» **STORED RECORDS**:
** Begin **
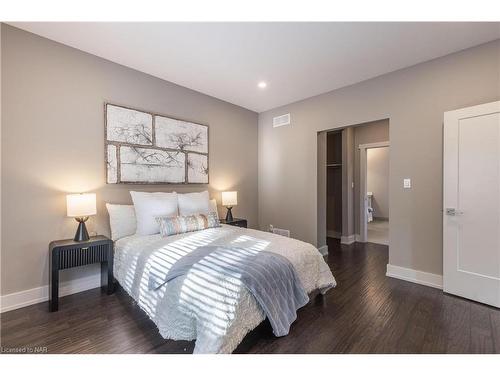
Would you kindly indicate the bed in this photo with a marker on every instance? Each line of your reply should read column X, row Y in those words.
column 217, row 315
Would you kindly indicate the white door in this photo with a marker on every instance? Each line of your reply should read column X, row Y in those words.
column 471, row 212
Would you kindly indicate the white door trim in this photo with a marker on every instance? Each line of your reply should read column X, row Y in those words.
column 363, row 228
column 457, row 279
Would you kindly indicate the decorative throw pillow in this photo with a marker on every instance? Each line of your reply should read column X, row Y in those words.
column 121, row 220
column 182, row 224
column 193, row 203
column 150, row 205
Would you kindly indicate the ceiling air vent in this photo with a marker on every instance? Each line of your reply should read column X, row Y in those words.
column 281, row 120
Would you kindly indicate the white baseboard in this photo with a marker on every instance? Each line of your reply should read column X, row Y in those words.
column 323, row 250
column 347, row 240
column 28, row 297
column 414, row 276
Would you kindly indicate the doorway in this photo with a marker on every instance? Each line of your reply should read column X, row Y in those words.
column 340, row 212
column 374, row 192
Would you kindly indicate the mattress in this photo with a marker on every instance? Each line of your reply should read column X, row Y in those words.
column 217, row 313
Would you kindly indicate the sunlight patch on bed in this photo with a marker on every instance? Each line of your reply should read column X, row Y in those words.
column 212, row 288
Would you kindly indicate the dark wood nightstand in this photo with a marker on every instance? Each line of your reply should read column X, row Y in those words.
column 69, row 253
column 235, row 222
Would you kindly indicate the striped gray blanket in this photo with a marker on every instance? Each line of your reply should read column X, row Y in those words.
** End **
** Begin **
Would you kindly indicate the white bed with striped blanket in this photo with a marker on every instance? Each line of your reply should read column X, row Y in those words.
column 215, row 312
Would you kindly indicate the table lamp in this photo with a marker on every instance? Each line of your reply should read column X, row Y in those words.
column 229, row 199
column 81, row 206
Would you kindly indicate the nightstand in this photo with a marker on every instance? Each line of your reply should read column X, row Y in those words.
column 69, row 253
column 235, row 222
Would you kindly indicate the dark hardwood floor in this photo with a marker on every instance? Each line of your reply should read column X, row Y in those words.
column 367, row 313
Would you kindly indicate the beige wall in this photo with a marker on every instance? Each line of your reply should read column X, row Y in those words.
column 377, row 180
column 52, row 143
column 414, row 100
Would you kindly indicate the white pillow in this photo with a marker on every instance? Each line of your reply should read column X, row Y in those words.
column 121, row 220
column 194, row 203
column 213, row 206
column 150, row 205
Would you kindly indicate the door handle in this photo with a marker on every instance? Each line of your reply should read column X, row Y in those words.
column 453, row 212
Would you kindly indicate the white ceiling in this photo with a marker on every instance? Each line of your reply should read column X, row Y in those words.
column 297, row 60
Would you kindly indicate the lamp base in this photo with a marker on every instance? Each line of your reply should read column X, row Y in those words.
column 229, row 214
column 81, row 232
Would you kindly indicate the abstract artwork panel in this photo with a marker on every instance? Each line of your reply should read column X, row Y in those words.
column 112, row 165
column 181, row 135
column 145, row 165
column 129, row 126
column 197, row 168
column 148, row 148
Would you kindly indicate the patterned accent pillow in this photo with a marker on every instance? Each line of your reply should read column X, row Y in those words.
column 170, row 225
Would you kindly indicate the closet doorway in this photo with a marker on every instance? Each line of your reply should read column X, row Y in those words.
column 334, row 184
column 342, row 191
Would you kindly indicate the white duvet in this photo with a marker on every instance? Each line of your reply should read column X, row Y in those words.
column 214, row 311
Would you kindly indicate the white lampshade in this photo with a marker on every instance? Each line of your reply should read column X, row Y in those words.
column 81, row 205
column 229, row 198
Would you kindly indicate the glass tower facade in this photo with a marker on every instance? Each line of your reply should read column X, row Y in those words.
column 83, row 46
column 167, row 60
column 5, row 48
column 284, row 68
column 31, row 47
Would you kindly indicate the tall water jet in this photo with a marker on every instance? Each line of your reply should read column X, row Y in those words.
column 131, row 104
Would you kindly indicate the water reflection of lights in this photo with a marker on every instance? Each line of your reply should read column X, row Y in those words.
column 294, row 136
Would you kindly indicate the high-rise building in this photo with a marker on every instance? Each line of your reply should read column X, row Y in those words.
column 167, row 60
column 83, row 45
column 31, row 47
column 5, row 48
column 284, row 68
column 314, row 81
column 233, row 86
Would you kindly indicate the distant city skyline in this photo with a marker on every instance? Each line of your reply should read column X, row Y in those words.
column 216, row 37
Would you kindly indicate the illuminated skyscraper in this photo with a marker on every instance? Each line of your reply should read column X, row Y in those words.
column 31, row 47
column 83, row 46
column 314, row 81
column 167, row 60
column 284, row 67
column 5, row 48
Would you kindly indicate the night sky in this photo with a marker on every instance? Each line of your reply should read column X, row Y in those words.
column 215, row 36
** End **
» **WHAT THIS TASK INVOLVES**:
Write out the material above again, from the line with "Would you kindly indicate the mattress" to the line with "column 212, row 288", swapping "marker" for "dot" and changing nothing else.

» **OUTPUT OF THE TASK**:
Would you kindly indicate the mattress in this photo with a dot on every instance? Each line of your reply should read column X, row Y in those words.
column 217, row 313
Would you kindly indicate the sunlight patch on bed in this photo with a dot on every instance? Each line of your reply should read column X, row Y in those words.
column 212, row 288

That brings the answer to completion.